• _Study text_:
Doorstops and Divot Mix
Here’s the scene: Four couples are sitting around a dinner table, just after sunset. It’s a gorgeous evening here at Lake Wildwood. The geese are quiet. No mosquitoes. The dinner was excellent, the wine even better. Ali (she’s my partner) and I are dinner guests of (not their real names) John and Mary, along with Don and Cassie, and Max and Joanne (not their real names, either). We’re friends, so we’re immersed in good feelings and a warm, friendly energy.
We’re all senior citizens (plus a bit) so naturally the conversation starts with health and medicine, then turns to a random flow of sports, politics, entertainment and “what book are you reading now?” Like that. It’s nice. Comfortable. Perfect.
Late in the evening, just after dessert, there’s a contented, comfortable pause in the conversation. Then we begin to talk about friends who are experiencing the worst of the aging process, and our hopes for them. Truth be told, we were also talking about our hopes for ourselves because many of the same difficulties may be waiting around the bend for us.

• _Data excerpts_:

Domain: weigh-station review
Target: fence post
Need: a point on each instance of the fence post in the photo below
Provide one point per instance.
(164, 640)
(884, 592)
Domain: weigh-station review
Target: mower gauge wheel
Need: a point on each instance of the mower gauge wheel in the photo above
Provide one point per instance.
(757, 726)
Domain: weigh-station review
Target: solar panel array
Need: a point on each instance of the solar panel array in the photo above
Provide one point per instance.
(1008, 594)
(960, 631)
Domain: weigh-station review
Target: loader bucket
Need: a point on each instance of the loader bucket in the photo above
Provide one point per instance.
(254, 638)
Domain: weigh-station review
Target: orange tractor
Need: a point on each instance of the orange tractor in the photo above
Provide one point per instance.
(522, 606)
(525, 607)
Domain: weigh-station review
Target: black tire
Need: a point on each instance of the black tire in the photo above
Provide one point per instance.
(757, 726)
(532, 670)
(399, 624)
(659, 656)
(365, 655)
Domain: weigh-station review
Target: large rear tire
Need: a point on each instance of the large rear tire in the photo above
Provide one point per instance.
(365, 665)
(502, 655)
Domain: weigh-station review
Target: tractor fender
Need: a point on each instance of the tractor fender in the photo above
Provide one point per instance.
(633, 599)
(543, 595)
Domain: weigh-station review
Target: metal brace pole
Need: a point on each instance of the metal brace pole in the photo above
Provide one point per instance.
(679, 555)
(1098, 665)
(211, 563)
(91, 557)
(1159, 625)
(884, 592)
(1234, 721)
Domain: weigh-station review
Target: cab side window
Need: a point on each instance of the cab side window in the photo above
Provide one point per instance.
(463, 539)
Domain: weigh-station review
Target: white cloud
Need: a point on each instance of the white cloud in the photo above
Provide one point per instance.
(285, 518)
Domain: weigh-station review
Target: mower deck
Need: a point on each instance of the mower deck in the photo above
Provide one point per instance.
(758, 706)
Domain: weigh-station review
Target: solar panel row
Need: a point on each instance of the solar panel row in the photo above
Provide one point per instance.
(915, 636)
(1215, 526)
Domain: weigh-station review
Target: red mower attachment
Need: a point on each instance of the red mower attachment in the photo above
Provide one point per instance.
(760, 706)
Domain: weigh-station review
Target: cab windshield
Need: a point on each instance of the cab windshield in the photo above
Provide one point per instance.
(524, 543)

• _Task to carry out_: Please print the stretch of the dinner-party essay from "Doorstops and Divot" through "warm, friendly energy.". The items have no connection to the dinner-party essay.

• _Answer section_:
Doorstops and Divot Mix
Here’s the scene: Four couples are sitting around a dinner table, just after sunset. It’s a gorgeous evening here at Lake Wildwood. The geese are quiet. No mosquitoes. The dinner was excellent, the wine even better. Ali (she’s my partner) and I are dinner guests of (not their real names) John and Mary, along with Don and Cassie, and Max and Joanne (not their real names, either). We’re friends, so we’re immersed in good feelings and a warm, friendly energy.